- _Problem details_
Please set out the lines below as a numbered list, skipping any blank ones.

- _Listed records_
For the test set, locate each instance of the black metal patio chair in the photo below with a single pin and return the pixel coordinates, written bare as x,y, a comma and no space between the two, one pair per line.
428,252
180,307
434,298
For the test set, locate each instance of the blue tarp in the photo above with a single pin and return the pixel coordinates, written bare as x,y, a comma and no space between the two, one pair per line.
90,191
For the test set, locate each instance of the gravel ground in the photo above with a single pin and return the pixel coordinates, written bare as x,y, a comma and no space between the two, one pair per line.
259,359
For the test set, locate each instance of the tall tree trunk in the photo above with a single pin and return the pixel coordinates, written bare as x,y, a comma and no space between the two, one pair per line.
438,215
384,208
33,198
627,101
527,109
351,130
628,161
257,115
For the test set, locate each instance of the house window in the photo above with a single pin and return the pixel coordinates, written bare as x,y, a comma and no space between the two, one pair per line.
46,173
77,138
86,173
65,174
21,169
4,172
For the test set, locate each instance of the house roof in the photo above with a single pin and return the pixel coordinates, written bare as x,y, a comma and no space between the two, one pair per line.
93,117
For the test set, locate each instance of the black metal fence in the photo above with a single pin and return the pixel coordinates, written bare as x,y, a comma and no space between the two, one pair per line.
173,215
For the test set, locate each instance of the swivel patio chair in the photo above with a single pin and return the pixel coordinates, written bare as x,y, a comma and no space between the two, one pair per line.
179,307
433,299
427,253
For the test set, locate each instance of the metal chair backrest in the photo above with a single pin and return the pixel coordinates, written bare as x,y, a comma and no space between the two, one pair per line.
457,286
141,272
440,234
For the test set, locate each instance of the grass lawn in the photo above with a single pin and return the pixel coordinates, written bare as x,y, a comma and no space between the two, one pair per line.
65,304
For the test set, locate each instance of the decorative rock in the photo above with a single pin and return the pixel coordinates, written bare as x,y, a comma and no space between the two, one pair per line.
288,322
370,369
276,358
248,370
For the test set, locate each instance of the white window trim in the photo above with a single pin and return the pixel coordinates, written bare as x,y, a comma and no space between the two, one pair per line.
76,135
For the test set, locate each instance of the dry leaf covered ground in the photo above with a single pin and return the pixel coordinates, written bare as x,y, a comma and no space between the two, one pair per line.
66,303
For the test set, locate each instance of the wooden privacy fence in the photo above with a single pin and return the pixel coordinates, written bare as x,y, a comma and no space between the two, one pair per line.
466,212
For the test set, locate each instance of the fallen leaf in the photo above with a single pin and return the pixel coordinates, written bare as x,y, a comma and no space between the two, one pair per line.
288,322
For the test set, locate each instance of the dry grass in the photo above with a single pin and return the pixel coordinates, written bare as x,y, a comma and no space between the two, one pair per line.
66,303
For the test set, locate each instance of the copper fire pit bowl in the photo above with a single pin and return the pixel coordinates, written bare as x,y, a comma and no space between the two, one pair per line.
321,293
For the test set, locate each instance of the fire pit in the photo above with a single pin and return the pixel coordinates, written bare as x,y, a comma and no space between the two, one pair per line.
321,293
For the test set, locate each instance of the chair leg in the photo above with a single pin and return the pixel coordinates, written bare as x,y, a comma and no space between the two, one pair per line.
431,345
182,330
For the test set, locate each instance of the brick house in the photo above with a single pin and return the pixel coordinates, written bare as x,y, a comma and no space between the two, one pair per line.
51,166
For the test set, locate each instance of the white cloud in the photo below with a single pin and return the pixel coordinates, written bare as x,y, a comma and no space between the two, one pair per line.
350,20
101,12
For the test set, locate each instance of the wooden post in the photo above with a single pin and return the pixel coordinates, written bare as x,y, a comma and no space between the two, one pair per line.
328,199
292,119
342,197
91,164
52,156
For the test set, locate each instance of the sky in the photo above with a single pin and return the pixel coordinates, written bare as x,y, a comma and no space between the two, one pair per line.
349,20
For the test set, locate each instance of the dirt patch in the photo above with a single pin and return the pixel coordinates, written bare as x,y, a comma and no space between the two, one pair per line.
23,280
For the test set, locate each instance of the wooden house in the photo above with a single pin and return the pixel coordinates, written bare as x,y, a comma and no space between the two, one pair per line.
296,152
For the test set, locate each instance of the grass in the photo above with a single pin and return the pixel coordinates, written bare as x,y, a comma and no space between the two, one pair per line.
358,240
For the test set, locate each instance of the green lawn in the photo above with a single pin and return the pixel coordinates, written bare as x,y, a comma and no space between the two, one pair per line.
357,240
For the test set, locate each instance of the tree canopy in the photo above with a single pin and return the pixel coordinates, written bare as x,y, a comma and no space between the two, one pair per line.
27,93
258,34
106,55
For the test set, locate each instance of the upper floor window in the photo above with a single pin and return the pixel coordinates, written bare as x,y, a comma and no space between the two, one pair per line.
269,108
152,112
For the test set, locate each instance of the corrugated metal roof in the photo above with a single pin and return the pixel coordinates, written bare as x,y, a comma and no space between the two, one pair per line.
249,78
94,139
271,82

- _Reply to the task_
1. For the test set, locate each instance of the black metal patio chair in the photo below with a single pin and return the pixel coordinates, written bare as x,y, a comma and no space between the two, one pair per line.
2. 428,252
3. 180,307
4. 434,298
5. For the test set, locate each instance of the blue tarp in the photo above with a single pin and return the pixel coordinates, written bare as x,y, a comma and no space between the two, one pair per line.
6. 90,191
7. For the test set, locate each instance of the gravel ground in the photo above with a single pin and return the pixel coordinates, written bare as x,y, a comma and no space between the two, one pair per line.
8. 259,359
9. For the test set, locate each instance of the tall tree trunk in the photo above with a single pin and return the pixel coordinates, written bare as x,y, a comma and no space between the two, one pair per line.
10. 438,215
11. 384,208
12. 33,198
13. 627,101
14. 527,109
15. 351,130
16. 628,161
17. 257,115
18. For the test set, locate each instance of the house window in the photo above with a single pin and return the pixel coordinates, written bare as x,y, a comma and no space between the two, one pair per line.
19. 46,173
20. 77,138
21. 86,173
22. 65,174
23. 21,169
24. 4,172
25. For the test set, locate each instance of the house roof in the photo above with a single pin and return the pixel coordinates, written bare as x,y, a comma and no space between the two, one pair per line.
26. 93,117
27. For the test set, locate each instance of the black metal fence in the photo above with a single pin and return the pixel coordinates, written bare as x,y, a comma and no space between the two, one pair per line.
28. 173,215
29. For the test set, locate each instance of the swivel patio chair in the photo above with a single pin and return the pixel coordinates, written bare as x,y, a comma and no space between the two, one pair per line.
30. 179,307
31. 433,299
32. 427,253
33. For the test set, locate each instance of the metal chair backrest in the photo above with a single pin and return the pixel coordinates, written bare as x,y, a comma and no space between the two, one pair per line.
34. 457,286
35. 141,272
36. 440,234
37. For the test set, locate each instance of the grass lawn in the photo above with a single pin and return the pixel coordinates, written bare as x,y, a comma and no space between the two, one pair per line.
38. 65,304
39. For the test set, locate each instance of the decorative rock in the photo above with a single pin and return the pixel coordinates, written bare as x,y, a comma and no space between the two, one pair per line.
40. 288,322
41. 370,369
42. 276,358
43. 248,370
44. For the test set, locate each instance of the white window trim in the photo above with a single pin and return the pixel coordinates, written bare as x,y, a comma and no space between the two, one pair per line.
45. 76,135
46. For the test set, locate each instance of the dry leaf covered ground in the photo above with a single pin and return the pixel coordinates, written bare as x,y, a comma and no space between the two, one pair per line.
47. 66,303
48. For the test set, locate each instance of the wooden privacy fence in the photo above with a single pin and return the pixel coordinates, written bare as x,y, a comma and no space between the two, one pair per line.
49. 466,212
50. For the test set, locate each instance of the fallen leaf in the photo above with a single pin and return the pixel coordinates, written bare as x,y, a comma and no space between the two, one pair per line.
51. 288,322
52. For the test set, locate each instance of the dry grass in the photo above with a single pin and return the pixel coordinates, written bare as x,y, a comma and no space between the two, one pair per line.
53. 66,303
54. For the test set, locate each instance of the copper fire pit bowl in the photo above with a single pin and return the pixel coordinates, written bare as x,y, a comma and no space between the two, one pair per line.
55. 321,293
56. For the test set, locate each instance of the fire pit in the photo above with a single pin and return the pixel coordinates, written bare as x,y, a comma and no space between the two, one pair per line.
57. 321,293
58. For the test set, locate each instance of the chair leg in the photo above with a single pin and return the pixel coordinates, written bare as x,y, a comma and no space between the two, one pair per line.
59. 431,345
60. 182,330
61. For the test set, locate each instance of the brick house in the photo above with a single pin and return the pixel coordinates, written bare as x,y, a comma and no space between the two, one pair per line.
62. 51,166
63. For the test set, locate each instance of the white cloud in the photo below with a single pin and return the pixel coordinates, written bare as x,y, a comma and no space between the two, one pair per line.
64. 350,20
65. 101,12
66. For the test set, locate each instance of the wooden post in the photo above with a single pin and return the pixel coordinates, written bare as x,y, a comma and no space between the two, one pair per line.
67. 328,199
68. 292,119
69. 342,197
70. 91,164
71. 52,156
72. For the test set, locate each instance of the sky in the photo above with a single pin and return the pixel coordinates, written bare as x,y, a comma and no space between the two, one pair per line.
73. 349,20
74. For the test set, locate each instance of the dirt patch in the photo above with a single pin and return the pixel coordinates, written bare as x,y, a comma and no space between the two, one pair per line.
75. 23,280
76. For the test set, locate each instance of the wooden house in the photo above with a single pin and return the pixel coordinates, written bare as x,y, a comma and no space between the two, one pair per line.
77. 296,152
78. For the test set, locate each instance of the grass in the photo above with a single pin and return the pixel coordinates, written bare as x,y, a comma and no space between the two, one pair per line.
79. 358,240
80. For the test set, locate each instance of the green lawn in the photo above with a single pin and return the pixel coordinates, written bare as x,y, a comma and no space between the two, one pair per line.
81. 357,240
82. For the test set, locate each instance of the tree canopy in the photo above with a single pin and return the pixel coordinates, written bare as x,y, a comma and no space between the two, one pair per line.
83. 27,93
84. 258,34
85. 106,55
86. For the test set, locate each instance of the upper floor window in the photo above with a single pin and return the pixel coordinates, written bare as x,y, a comma and no space between the two, one pair per line.
87. 269,108
88. 152,112
89. For the test set, locate each instance of the corrugated metal roof in the photo above with a single pin and return the pixel coordinates, written bare as x,y, a comma and no space between the two, one pair per line.
90. 249,78
91. 94,139
92. 271,82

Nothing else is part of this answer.